— RECORDS TO PROCESS —
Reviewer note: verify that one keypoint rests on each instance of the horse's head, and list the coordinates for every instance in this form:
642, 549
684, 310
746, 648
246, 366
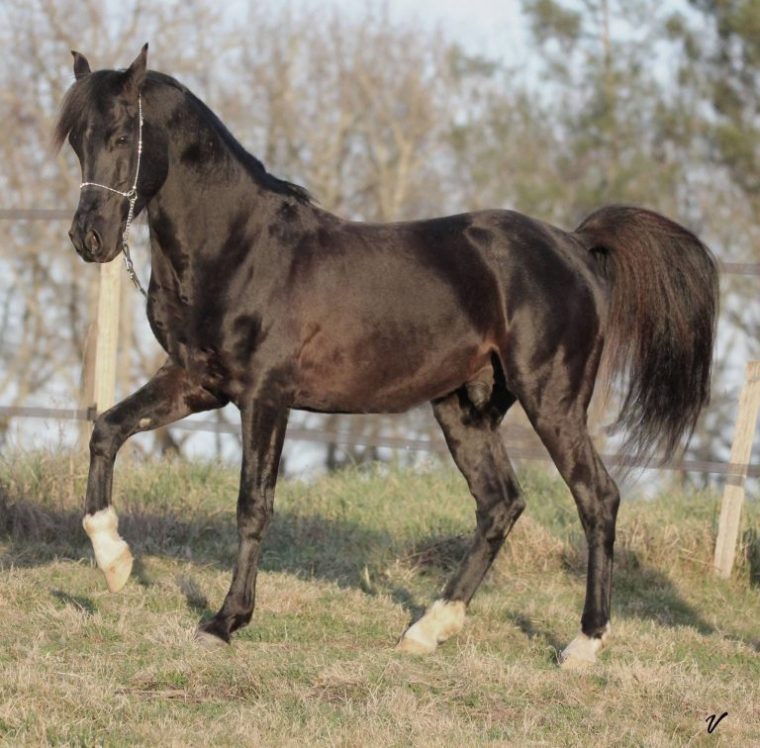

— TASK OBJECTIVE —
Copy the records exactly, minus any pictures.

— WRITTEN RESPONSE —
Reviewer note: verify that one keypoint rests on each instance of the horse's head, and list the coordinates for every instance in this form:
642, 549
684, 310
746, 648
246, 366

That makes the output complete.